> **Selected text**

This comes a little bit late as most of you have dedicated a post to Michael Jackson, the day following his untimely death. It took some time until it hit me, perhaps I didn't realize what his life and death meant until I read Vesper's post. This week's Sunday Scribbling is themed 'Human', I've chosen to write about Michael because he encompasses a human, heightened to the expectation of a semi-god, thrown in the spot light; a martyr to the music world.
I googled him last night and I read about his struggle with Vitilgo (it is said that his skin was rendered white because of the patches of white skin that kept appearing due to his disease) and how, the 'one glove' signature look was actually an attempt to camouflage the onset of Vitilgo on one of his hands.
I never believed this until I gave it more thought. I know that Michael struggled with being black; he had surgery on his nose to fit a standard of beauty that was enforced on him. When he 'became' white, married a white woman in order to have white children, it proved what everybody already knew; Michael had some serious issues with himself.

> **Description of the task**
Copy the Michael Jackson post word for word, from "I googled him" up to and including "issues with himself.".

> **Records provided**
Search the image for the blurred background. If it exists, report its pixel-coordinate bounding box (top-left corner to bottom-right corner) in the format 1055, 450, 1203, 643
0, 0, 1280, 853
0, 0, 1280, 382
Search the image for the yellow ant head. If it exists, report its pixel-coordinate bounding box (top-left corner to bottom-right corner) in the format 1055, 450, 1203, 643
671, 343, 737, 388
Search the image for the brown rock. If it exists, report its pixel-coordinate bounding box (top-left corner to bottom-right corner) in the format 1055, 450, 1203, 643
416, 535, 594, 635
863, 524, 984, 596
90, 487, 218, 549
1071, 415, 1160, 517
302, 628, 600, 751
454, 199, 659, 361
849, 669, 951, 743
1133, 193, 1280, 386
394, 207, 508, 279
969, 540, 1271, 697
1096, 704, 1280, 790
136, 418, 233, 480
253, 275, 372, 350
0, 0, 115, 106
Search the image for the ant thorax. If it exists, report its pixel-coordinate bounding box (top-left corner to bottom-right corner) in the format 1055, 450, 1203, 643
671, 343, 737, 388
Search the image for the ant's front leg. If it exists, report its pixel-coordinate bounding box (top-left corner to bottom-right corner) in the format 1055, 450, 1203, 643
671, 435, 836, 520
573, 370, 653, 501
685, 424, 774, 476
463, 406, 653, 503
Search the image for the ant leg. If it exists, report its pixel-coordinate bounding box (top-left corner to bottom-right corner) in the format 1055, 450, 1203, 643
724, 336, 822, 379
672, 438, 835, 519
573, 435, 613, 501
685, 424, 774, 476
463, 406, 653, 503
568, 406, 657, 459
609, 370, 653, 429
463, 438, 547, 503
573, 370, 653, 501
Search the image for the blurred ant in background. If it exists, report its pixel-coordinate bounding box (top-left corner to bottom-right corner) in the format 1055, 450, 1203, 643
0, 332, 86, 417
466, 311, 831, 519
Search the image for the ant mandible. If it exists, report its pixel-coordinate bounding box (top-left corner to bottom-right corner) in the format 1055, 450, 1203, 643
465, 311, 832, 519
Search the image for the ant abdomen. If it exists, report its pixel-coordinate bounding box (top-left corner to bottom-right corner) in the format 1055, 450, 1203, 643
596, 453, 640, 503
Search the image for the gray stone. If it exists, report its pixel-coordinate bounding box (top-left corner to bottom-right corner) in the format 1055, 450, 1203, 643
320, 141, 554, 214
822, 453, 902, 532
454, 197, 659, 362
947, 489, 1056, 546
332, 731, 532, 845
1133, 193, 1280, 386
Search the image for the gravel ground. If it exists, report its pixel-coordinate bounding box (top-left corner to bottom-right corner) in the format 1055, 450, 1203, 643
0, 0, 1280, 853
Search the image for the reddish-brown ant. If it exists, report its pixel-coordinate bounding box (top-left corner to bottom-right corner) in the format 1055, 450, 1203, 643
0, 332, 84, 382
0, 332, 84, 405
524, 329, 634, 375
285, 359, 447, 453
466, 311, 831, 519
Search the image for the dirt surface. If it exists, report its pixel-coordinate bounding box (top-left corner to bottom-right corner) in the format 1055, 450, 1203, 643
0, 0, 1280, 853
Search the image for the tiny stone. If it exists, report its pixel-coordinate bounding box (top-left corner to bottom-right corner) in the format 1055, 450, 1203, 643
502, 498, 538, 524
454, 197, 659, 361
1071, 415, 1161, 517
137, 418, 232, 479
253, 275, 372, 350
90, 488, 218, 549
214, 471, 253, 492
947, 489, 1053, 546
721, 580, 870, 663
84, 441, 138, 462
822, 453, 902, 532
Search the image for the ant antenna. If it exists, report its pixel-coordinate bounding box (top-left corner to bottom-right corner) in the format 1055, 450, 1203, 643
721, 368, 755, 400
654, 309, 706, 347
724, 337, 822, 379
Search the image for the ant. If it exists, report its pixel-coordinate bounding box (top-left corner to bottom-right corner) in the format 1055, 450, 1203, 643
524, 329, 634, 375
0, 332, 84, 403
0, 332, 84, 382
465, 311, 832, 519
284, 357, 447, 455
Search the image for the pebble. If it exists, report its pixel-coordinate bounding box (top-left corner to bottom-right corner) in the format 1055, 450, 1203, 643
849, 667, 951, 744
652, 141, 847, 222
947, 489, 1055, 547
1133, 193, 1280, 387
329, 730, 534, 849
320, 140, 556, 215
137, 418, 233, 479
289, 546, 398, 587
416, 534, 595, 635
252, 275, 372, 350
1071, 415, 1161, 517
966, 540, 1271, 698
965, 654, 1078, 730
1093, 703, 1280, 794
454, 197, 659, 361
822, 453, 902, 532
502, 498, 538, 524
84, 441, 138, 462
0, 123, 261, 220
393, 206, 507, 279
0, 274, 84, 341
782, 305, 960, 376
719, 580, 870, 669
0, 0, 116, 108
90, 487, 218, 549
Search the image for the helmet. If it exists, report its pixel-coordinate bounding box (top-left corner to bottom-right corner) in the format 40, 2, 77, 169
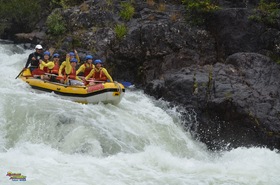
94, 59, 102, 64
70, 58, 78, 63
35, 44, 43, 49
53, 53, 59, 58
69, 52, 75, 56
44, 51, 51, 56
86, 55, 93, 60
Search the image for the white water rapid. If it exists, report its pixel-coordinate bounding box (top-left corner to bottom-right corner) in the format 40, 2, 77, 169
0, 43, 280, 185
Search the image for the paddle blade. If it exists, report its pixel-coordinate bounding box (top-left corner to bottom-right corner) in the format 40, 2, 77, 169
120, 82, 132, 87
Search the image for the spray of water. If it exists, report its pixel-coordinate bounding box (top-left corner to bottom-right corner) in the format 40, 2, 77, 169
0, 44, 280, 185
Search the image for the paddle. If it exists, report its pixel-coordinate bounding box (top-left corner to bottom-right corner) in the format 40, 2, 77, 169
15, 68, 25, 79
120, 82, 132, 87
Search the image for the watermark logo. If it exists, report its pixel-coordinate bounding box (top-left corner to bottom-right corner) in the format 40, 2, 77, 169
6, 172, 26, 181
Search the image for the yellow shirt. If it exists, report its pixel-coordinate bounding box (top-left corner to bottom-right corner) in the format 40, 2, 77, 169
76, 63, 95, 75
39, 60, 54, 70
85, 67, 113, 82
63, 58, 82, 81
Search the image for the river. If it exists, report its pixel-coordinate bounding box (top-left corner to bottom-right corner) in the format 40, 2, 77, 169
0, 42, 280, 185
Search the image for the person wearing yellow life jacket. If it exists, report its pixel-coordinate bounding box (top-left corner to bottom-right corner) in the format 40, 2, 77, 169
32, 51, 54, 80
39, 51, 54, 80
51, 53, 60, 75
61, 54, 83, 85
85, 59, 113, 82
76, 55, 94, 77
23, 44, 44, 72
58, 50, 80, 76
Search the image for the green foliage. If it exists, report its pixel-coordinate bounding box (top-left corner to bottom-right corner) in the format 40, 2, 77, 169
120, 2, 135, 21
115, 24, 127, 39
51, 0, 84, 9
47, 11, 66, 35
249, 0, 280, 26
182, 0, 219, 25
0, 0, 42, 29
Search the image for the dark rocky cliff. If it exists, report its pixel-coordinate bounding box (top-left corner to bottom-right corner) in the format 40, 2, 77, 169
6, 0, 280, 149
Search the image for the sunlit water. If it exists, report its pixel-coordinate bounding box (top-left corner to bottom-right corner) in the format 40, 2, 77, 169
0, 44, 280, 185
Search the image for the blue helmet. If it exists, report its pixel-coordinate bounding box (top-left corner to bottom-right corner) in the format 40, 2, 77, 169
86, 55, 93, 60
44, 51, 51, 56
70, 58, 78, 63
53, 53, 59, 58
94, 59, 102, 64
69, 52, 75, 56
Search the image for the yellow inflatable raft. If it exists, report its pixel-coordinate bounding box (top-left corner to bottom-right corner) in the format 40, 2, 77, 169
19, 69, 125, 105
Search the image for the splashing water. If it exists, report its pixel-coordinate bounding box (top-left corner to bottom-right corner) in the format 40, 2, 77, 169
0, 44, 280, 185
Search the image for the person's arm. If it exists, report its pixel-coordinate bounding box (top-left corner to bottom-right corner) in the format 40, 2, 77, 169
76, 76, 83, 81
39, 61, 47, 70
24, 53, 33, 68
76, 65, 86, 75
58, 61, 66, 76
101, 68, 113, 82
85, 68, 95, 80
44, 61, 54, 69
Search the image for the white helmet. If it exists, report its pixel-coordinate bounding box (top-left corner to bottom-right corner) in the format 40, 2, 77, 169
35, 44, 43, 49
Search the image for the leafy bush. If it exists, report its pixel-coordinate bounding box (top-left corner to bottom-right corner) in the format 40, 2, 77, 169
182, 0, 219, 25
249, 0, 280, 26
120, 2, 135, 21
115, 24, 127, 39
47, 11, 66, 35
0, 0, 42, 31
51, 0, 84, 8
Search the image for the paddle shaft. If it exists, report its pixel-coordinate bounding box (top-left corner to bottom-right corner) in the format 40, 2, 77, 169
15, 69, 24, 79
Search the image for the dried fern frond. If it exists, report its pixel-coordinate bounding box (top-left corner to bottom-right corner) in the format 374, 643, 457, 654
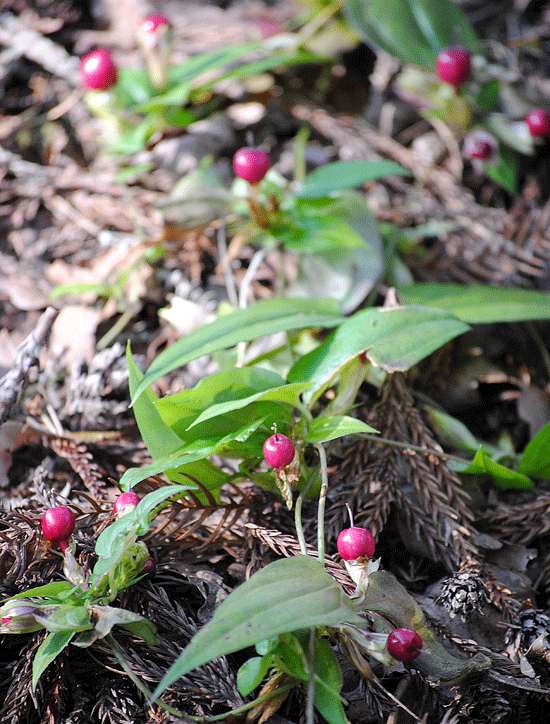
327, 373, 478, 570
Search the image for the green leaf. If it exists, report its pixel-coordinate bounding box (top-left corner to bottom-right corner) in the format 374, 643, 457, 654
449, 447, 533, 490
153, 556, 364, 699
126, 342, 181, 458
295, 161, 411, 199
399, 284, 550, 324
94, 485, 191, 560
518, 422, 550, 480
304, 415, 378, 443
288, 306, 468, 402
32, 631, 74, 691
132, 298, 342, 403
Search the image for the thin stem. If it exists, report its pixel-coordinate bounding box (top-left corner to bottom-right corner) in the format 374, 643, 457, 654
315, 443, 328, 565
306, 626, 315, 724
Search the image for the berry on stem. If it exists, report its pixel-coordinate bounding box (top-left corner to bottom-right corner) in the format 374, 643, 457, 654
80, 48, 118, 90
263, 432, 294, 470
336, 526, 376, 561
113, 493, 139, 518
525, 108, 550, 138
386, 628, 422, 661
233, 148, 271, 185
41, 505, 76, 550
435, 45, 471, 88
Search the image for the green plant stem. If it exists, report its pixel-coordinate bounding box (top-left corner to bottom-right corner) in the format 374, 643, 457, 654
315, 443, 328, 565
105, 634, 295, 722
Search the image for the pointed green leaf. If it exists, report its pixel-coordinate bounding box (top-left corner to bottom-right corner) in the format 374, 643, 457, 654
295, 161, 411, 199
518, 422, 550, 480
32, 631, 74, 691
288, 306, 469, 401
132, 298, 343, 403
304, 415, 378, 443
399, 284, 550, 324
153, 556, 364, 698
449, 447, 533, 490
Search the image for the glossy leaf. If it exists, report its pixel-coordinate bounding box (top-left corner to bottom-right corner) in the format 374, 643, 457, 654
295, 161, 411, 199
132, 298, 342, 403
518, 422, 550, 480
305, 415, 378, 443
32, 631, 74, 691
154, 556, 363, 698
288, 306, 468, 401
449, 448, 533, 490
399, 284, 550, 324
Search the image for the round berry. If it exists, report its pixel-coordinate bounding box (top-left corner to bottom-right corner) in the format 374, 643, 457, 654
264, 432, 294, 470
525, 108, 550, 138
386, 628, 422, 661
336, 526, 376, 561
462, 131, 498, 161
41, 505, 76, 543
435, 45, 471, 88
80, 48, 118, 90
233, 148, 271, 184
113, 493, 139, 518
141, 13, 172, 34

> **Output for this task**
I googled him last night and I read about his struggle with Vitilgo (it is said that his skin was rendered white because of the patches of white skin that kept appearing due to his disease) and how, the 'one glove' signature look was actually an attempt to camouflage the onset of Vitilgo on one of his hands.
I never believed this until I gave it more thought. I know that Michael struggled with being black; he had surgery on his nose to fit a standard of beauty that was enforced on him. When he 'became' white, married a white woman in order to have white children, it proved what everybody already knew; Michael had some serious issues with himself.